**SEITENAUSZUG:**
::::::

VwGH 95/03/0145

VwGH95/03/014526.1.2000

Der Verwaltungsgerichtshof hat durch den Vorsitzenden Senatspräsident Dr. Puck und die Hofräte Dr. Sauberer, Dr. Gruber, Dr. Gall und Dr. Handstanger als Richter, im Beisein des Schriftführers Mag. Böheimer, über die Beschwerde des J K in G, vertreten durch Dr. Hanspeter Pausch, Rechtsanwalt in 8010 Graz, Kaiserfeldgasse 13/3, gegen den Bescheid des Bundesministers für öffentliche Wirtschaft und Verkehr vom 17. September 1993, Zl. 244.503/1-II/4/93, betreffend Konzession nach dem Kraftfahrliniengesetz (mitbeteiligte Partei: G-Gesellschaft m.b.H., Graz, K-Gasse 41), zu Recht erkannt:

Normen

AVG §37;
AVG §58 Abs2;
AVG §60;
AVG §8;
GewO 1994 §40 impl;
KflG 1952 §10 Abs2;
KflG 1952 §10 Abs3;
KflG 1952 §4 Abs1 Z5 litb;
KflG 1952 §6 Abs1;
AVG §37;
AVG §58 Abs2;
AVG §60;
AVG §8;
GewO 1994 §40 impl;
KflG 1952 §10 Abs2;
KflG 1952 §10 Abs3;
KflG 1952 §4 Abs1 Z5 litb;
KflG 1952 §6 Abs1;

 

Spruch:

Der angefochtene Bescheid wird wegen Rechtswidrigkeit infolge Verletzung von Verfahrensvorschriften aufgehoben.

::::::

**GESTELLTE AUFGABE 1:** Was entscheidet der Verwaltungsgerichtshof im Spruch laut Seitenauszug über den angefochtenen Bescheid?
**GESTELLTE AUFGABE 2:** Ziehen Sie aus den Einträgen jede Zeile heraus, in der das Wort „checkered“ vorkommt.

::::::

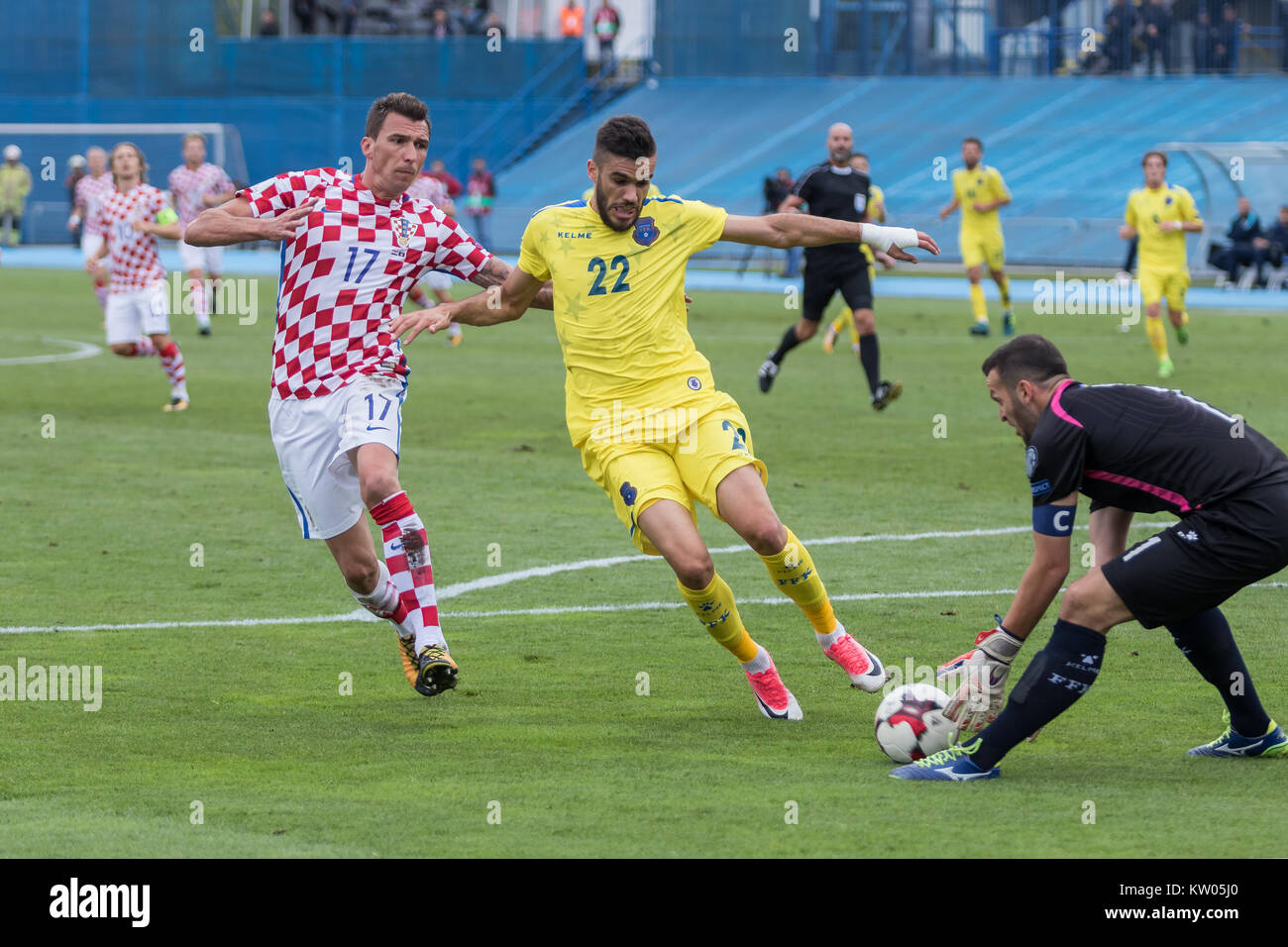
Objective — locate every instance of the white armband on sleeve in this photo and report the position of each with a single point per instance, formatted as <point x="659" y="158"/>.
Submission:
<point x="883" y="237"/>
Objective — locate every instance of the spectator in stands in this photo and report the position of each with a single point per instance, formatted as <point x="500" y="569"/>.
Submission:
<point x="1227" y="46"/>
<point x="1120" y="29"/>
<point x="1205" y="40"/>
<point x="481" y="191"/>
<point x="307" y="13"/>
<point x="1157" y="35"/>
<point x="268" y="24"/>
<point x="14" y="187"/>
<point x="777" y="189"/>
<point x="441" y="25"/>
<point x="76" y="169"/>
<point x="608" y="24"/>
<point x="454" y="184"/>
<point x="572" y="20"/>
<point x="1274" y="245"/>
<point x="1244" y="230"/>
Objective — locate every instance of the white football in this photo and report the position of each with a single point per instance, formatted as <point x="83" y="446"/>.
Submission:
<point x="911" y="723"/>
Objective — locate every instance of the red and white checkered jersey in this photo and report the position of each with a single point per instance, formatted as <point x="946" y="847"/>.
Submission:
<point x="136" y="264"/>
<point x="189" y="184"/>
<point x="346" y="274"/>
<point x="89" y="192"/>
<point x="426" y="188"/>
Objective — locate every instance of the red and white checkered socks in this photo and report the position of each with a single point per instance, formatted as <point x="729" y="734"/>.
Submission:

::::::

**RICHTIGE ANTWORT 1:** Der angefochtene Bescheid wird wegen Rechtswidrigkeit infolge Verletzung von Verfahrensvorschriften aufgehoben.

**RICHTIGE ANTWORT 2:**
Objective — locate every instance of the red and white checkered jersey in this photo and report the position of each with a single point per instance, formatted as <point x="946" y="847"/>.
Objective — locate every instance of the red and white checkered socks in this photo and report the position of each with a single point per instance, formatted as <point x="729" y="734"/>.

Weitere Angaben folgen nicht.